▸ **Instrucciones**
1) Indica si cada afirmación coincide con el fragmento sobre la amistad y la edad. Responde sí o no y cita literalmente las palabras del fragmento que lo deciden.
(a) En la juventud se forjan amistades fraternales.
(b) Los distanciamientos recientes se produjeron con personas desconocidas.
(c) La edad que se propone como posible motivo de estudio son los 50.
2) Contesta brevemente estas preguntas sobre el fragmento sobre la amistad y la edad.
(a) ¿Qué momento se describe como aquel en que el clímax humano alcanza su máxima vitalidad?
(b) ¿En qué han terminado los encontronazos con amigos entrañables?
(c) ¿Qué tres etapas se citan entre comillas como ejemplos de edades que se estudian?
3) Prolonga el fragmento sobre la amistad y la edad a partir de su última oración.

La juventud, aquel momento en donde el clímax humano alcanza su máxima vitalidad. Es allí donde perdemos la vida o donde enrumbamos nuestro destino. Aquí forjamos amistades fraternales que con el tiempo las querremos aún no sean muy «acordes» a nuestra «nueva forma» de pensar. Y es que vamos evolucionando constantemente que «aquel amigo» va quedando atrás… o adelante.
Últimamente he tenido ciertos encontronazos con amigos entrañables que han terminado en distanciamientos, jamás pensados, por actitudes que ya uno, a la edad que tiene, no se las traga, así sea con hermanos de sangre o hermanos que nos regala la vida.
Quizás sea motivo de estudio el hecho de llegar a los 60, tal y como se confiere a otras edades en que «la adolescencia, los 40, la menopausia», etc., etc., etc. Hay una edad en la que uno no le aguanta mierda a nadie, sean dinosaurios de la infancia, Dioses adorados de la nostalgia o nuevas estatuas recién instaladas.

▸ **Extractos de datos**
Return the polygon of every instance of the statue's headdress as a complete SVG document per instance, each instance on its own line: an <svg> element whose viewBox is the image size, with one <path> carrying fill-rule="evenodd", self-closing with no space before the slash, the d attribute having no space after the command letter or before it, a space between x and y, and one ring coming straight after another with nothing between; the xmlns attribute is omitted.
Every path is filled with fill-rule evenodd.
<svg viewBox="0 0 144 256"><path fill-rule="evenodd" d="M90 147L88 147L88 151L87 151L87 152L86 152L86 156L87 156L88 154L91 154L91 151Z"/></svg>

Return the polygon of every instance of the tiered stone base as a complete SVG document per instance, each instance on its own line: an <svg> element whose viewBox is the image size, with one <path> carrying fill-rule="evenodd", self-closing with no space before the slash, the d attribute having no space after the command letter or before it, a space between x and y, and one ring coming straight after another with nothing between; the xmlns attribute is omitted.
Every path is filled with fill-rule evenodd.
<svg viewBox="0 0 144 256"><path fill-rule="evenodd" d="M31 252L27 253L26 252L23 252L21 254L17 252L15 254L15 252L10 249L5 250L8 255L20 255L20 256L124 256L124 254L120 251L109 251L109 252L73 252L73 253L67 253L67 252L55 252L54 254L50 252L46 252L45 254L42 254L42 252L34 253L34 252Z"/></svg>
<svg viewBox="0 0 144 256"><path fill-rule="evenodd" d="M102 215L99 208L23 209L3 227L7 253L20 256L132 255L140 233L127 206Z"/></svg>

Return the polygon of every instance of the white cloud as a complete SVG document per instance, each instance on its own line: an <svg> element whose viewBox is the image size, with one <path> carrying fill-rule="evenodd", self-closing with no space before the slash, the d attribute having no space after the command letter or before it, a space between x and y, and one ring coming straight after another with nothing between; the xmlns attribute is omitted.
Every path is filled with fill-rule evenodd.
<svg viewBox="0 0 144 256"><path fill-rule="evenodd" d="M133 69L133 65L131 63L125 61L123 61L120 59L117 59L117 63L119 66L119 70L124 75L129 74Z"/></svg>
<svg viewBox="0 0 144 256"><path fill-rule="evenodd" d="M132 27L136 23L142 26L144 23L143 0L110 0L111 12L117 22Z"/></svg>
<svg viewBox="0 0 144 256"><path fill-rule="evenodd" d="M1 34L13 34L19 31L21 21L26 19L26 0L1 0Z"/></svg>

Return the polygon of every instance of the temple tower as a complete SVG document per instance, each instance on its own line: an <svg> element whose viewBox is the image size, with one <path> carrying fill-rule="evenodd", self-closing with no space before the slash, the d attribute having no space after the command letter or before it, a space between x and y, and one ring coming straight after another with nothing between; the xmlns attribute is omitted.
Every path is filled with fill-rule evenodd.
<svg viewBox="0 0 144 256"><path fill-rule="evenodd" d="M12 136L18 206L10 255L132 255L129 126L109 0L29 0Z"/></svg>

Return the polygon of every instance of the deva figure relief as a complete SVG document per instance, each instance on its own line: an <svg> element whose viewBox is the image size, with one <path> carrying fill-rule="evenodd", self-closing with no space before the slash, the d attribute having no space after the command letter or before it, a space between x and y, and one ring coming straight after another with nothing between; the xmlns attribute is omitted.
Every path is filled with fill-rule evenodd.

▸ **Respuestas esperadas**
1)
(a) Sí: «Aquí forjamos amistades fraternales».
(b) No: «encontronazos con amigos entrañables que han terminado en distanciamientos».
(c) No: «el hecho de llegar a los 60».

2)
(a) La juventud.
(b) En distanciamientos jamás pensados.
(c) La adolescencia, los 40 y la menopausia.

3)
Toda una gama de complejidades encarnadas en personalidades de todo tipo que se insertan en tu vida y uno les toma cariño, porque la vida es una y un momento. No hay tiempo para ser odiosos.
Sin embargo, el poco tiempo que le va quedando a uno de vida es el último tiempo que tendremos para hacer y compartir, lo que y con quien, nos dé la regalada gana. Nada de malas caras ni complejos. Ni mucho menos gente que venga a darte clases de modales o cambios de personalidad o minimizarte porque eres «esto o aquello».
En la edad de la serpiente uno no está pa’ jefes y patrones. Uno está para reírse y pasarla bien así sea cometiendo errores. Vestirse de payaso o zapatos rotos ¡Que importa!. Que digan lo que les dé la gana si uno lo que está es viviendo y no en una pasarela en venta.
Ya uno aprendió que el que te quiere lo hace no por lo que físicamente eres sino por lo que irradia tu personalidad. Tus hechos, tus palabras, tu solidaridad y compasión. Otros te querrán por hijueputa, descarado, sinvergüenza, pero esos seguros que no llegarán a la edad de la serpiente.
Uno aprende a deslizarse como ella y a evitar a esos inoportunos que se arriman a darte indicaciones. Arrastramos el cuerpo hacia otras posiciones en donde no se escuchen esos ecos huecos, vetustos.
Se acabaron las contiendas y las luchas estériles. Ya no te importa ganar, ni siquiera quedar en el último lugar. Lo que no se hizo no se hizo, lo que no sucedió, no sucedió y no importa. Esta es la edad de disfrutar más el momento y de alejarse del ruido de las guerras.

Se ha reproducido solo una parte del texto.